- **TO DO**: Would you copy all lines in the data that contain the word "range"?

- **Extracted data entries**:
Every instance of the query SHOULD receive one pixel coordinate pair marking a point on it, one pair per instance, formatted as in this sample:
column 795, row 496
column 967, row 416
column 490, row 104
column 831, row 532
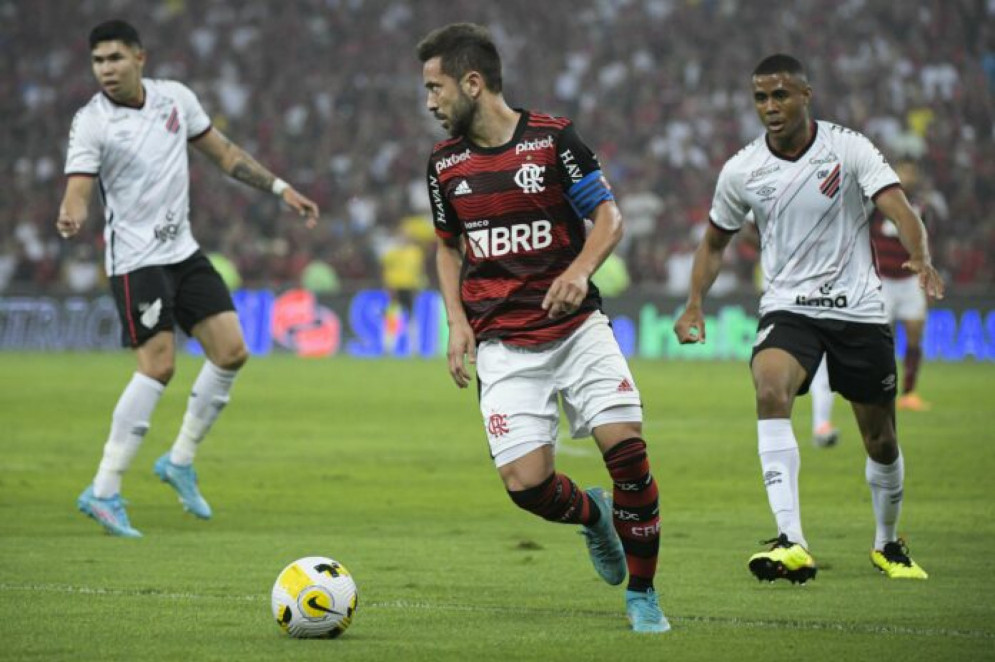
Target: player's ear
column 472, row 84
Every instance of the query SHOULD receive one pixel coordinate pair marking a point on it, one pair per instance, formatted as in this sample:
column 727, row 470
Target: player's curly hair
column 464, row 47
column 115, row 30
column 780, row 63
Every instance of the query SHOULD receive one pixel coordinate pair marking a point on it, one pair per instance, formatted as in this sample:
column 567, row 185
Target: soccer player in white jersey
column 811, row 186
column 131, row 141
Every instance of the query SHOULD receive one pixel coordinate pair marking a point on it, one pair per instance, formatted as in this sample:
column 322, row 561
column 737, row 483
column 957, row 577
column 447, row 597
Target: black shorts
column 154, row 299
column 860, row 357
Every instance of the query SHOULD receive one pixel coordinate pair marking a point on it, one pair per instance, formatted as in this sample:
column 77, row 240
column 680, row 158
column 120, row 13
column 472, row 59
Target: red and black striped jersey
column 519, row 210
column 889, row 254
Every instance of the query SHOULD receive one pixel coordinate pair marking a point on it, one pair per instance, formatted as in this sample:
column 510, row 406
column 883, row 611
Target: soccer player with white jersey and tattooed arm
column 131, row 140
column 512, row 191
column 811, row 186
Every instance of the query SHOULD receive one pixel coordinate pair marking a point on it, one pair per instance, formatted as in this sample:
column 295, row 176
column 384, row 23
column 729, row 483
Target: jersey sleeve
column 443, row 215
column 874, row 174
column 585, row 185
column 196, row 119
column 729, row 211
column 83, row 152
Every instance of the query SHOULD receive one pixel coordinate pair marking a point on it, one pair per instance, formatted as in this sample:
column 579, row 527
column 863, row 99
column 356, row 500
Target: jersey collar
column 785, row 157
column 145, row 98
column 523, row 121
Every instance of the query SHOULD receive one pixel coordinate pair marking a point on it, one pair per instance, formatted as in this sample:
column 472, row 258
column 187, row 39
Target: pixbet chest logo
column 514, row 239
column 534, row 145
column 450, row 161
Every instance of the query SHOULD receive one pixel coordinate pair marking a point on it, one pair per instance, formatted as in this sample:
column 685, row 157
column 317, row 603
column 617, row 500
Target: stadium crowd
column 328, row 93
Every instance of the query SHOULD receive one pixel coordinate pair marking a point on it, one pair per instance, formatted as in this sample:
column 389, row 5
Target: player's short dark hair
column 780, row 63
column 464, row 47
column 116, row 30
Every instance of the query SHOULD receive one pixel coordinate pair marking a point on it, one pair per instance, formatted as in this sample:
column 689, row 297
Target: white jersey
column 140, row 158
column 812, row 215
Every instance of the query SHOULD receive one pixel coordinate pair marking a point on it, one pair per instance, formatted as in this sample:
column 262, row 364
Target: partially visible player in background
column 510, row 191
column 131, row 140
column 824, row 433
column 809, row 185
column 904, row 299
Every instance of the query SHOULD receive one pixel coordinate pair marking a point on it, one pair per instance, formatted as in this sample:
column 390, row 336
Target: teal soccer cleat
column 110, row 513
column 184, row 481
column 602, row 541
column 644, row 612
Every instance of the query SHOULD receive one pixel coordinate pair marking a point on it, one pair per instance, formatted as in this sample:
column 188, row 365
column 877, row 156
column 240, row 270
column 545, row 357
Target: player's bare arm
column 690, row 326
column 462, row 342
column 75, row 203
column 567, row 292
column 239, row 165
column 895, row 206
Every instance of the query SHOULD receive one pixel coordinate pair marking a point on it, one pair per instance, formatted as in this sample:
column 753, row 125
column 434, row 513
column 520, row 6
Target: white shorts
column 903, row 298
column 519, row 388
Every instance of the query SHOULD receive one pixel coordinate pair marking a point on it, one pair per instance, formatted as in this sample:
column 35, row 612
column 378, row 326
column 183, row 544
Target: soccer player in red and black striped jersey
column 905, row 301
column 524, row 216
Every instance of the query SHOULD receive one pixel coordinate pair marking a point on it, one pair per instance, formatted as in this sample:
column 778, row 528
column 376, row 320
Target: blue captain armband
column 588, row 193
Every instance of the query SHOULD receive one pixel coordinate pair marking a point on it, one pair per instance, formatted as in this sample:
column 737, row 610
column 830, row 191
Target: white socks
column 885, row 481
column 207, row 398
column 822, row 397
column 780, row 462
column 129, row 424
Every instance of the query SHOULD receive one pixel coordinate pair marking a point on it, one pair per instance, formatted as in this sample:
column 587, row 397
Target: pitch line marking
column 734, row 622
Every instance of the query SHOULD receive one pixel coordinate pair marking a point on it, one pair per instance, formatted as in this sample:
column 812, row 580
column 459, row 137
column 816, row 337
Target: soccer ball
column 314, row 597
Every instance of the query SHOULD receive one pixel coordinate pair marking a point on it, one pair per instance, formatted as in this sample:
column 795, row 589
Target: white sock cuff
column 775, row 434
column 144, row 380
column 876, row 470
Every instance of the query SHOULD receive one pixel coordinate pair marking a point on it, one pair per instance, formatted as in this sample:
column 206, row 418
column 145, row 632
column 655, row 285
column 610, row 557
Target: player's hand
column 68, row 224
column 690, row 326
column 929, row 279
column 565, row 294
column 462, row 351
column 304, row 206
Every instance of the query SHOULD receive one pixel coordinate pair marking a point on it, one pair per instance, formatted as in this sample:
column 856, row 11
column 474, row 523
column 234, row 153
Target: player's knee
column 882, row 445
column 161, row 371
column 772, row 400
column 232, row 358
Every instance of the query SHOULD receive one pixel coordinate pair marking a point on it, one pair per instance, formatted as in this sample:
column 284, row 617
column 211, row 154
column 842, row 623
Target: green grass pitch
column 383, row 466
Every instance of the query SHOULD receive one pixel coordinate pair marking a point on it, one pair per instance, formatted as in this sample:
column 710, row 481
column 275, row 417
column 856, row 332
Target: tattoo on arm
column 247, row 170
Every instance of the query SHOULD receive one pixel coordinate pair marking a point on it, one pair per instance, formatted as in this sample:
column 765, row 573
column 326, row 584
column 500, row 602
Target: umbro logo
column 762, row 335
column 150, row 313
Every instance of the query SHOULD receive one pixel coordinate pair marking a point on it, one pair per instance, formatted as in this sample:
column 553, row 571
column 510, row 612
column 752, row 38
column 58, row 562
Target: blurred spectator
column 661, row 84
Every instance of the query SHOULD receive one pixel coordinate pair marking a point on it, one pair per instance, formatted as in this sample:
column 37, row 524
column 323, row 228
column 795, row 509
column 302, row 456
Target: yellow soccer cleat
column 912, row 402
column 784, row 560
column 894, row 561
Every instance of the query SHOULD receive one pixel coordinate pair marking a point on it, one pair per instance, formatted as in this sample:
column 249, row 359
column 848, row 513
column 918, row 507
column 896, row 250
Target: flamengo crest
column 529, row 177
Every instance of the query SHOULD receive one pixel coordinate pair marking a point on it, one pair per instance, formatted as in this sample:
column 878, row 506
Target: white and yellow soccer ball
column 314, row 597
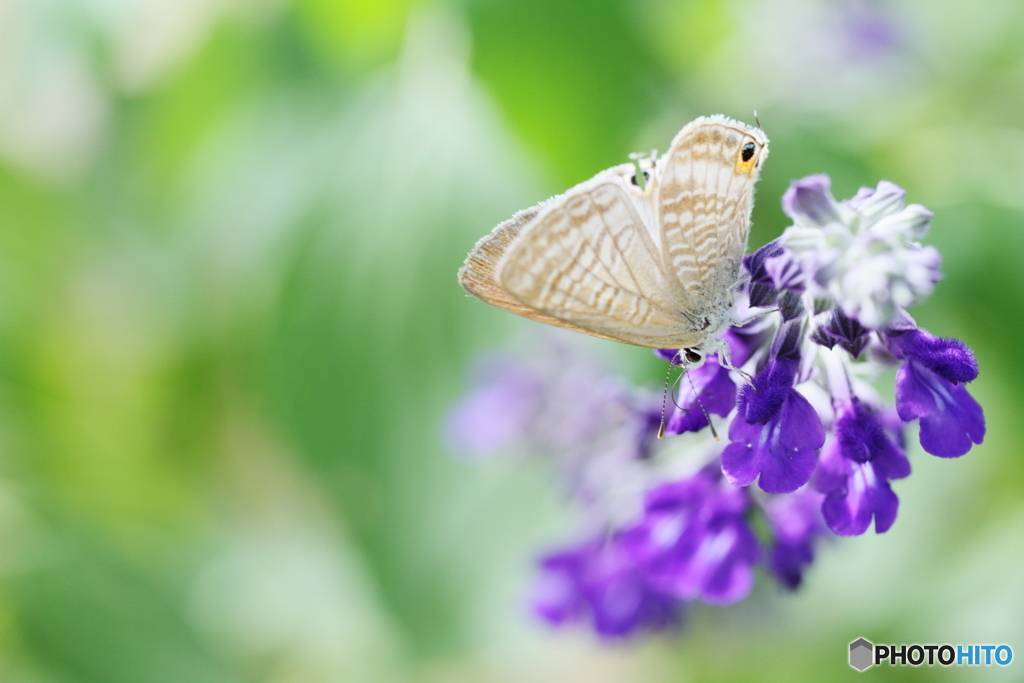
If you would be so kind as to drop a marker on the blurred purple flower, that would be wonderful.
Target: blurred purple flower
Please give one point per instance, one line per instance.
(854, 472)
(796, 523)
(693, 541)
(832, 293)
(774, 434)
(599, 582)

--

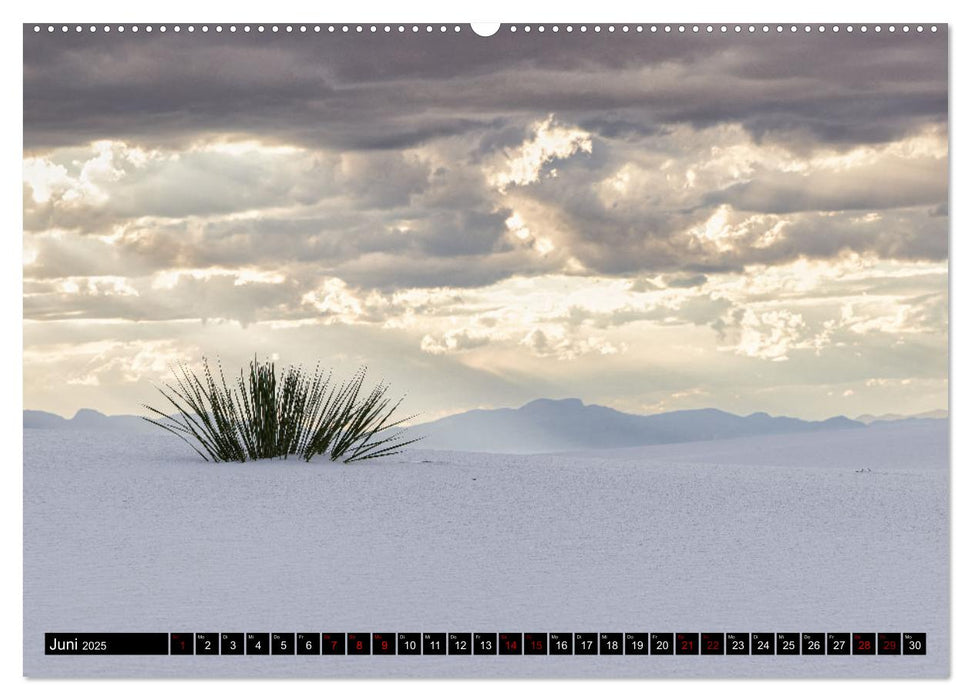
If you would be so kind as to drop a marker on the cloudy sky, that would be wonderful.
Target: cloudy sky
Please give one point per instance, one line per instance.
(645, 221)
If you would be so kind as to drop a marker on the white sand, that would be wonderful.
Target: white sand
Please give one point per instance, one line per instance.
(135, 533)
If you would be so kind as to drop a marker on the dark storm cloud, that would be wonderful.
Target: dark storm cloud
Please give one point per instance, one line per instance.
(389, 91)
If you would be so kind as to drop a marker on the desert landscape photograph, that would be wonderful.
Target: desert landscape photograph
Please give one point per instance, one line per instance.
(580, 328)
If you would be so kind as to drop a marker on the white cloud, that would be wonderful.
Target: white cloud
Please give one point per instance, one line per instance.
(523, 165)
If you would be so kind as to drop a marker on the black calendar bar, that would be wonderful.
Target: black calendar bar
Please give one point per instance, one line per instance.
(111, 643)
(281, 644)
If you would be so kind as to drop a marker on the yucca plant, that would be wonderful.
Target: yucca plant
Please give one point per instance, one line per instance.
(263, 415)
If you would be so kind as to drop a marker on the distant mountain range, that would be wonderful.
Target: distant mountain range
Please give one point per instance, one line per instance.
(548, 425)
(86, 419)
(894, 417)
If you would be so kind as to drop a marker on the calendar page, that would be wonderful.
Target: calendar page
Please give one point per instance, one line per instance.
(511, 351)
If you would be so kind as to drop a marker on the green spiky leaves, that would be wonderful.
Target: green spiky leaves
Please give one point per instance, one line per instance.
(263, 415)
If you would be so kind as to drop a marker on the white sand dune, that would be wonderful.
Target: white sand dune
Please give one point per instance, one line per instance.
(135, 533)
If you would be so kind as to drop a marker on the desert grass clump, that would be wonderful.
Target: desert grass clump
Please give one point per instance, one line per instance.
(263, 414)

---

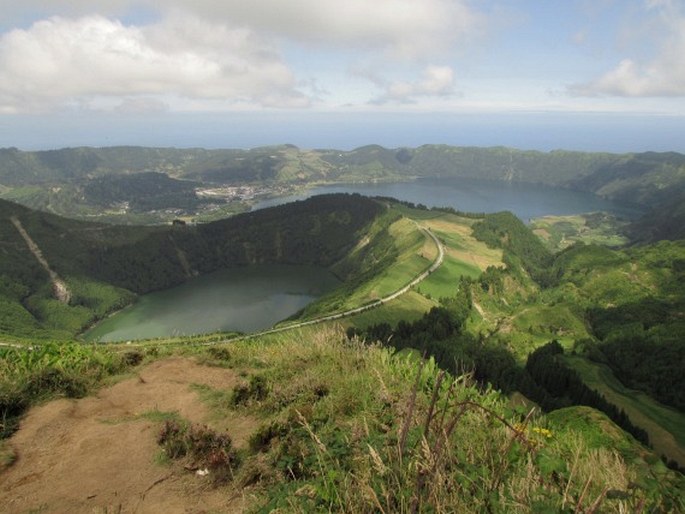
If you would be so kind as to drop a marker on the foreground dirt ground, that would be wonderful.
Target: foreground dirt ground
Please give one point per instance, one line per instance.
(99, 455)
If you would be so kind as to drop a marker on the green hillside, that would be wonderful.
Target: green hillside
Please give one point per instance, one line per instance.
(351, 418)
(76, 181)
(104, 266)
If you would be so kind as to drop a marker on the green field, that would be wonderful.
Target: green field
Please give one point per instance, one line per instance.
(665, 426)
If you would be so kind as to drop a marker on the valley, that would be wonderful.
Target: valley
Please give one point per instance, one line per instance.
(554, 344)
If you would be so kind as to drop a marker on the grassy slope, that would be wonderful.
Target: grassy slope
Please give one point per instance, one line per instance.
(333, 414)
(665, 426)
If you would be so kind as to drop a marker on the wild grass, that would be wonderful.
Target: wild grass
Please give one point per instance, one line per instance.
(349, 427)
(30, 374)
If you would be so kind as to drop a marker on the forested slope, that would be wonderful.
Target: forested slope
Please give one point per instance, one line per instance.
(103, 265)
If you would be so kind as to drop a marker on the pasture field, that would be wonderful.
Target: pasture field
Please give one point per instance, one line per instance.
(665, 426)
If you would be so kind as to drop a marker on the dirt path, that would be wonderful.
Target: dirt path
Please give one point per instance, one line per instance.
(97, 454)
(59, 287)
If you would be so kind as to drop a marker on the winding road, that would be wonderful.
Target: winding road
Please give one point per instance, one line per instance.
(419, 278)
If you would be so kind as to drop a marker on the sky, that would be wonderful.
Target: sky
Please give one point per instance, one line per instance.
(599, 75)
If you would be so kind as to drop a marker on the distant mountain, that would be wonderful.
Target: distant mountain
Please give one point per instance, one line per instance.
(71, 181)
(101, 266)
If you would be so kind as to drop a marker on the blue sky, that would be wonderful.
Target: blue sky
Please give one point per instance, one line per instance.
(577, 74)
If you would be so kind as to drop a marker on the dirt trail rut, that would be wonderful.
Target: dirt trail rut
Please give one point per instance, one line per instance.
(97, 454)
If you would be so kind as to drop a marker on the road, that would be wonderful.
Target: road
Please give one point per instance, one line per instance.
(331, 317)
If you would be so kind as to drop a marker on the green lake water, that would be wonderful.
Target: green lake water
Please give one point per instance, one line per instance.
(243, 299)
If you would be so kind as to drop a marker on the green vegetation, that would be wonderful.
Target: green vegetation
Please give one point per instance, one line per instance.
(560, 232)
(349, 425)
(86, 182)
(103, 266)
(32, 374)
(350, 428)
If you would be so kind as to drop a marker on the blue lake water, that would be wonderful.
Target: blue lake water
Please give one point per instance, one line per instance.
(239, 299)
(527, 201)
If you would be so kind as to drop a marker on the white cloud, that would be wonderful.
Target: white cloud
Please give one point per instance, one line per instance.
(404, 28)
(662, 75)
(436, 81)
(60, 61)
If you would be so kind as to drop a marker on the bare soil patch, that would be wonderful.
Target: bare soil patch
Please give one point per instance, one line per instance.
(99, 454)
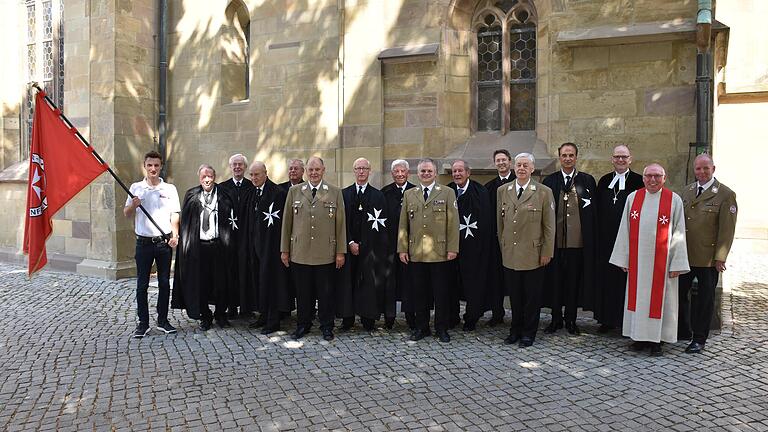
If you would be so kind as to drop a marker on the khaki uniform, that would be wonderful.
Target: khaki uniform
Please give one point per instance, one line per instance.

- **EXERCISE OUTPUT**:
If you would be so kind as to drop a marker on the distant mountain range, that would be wonderful.
Target: distant mountain range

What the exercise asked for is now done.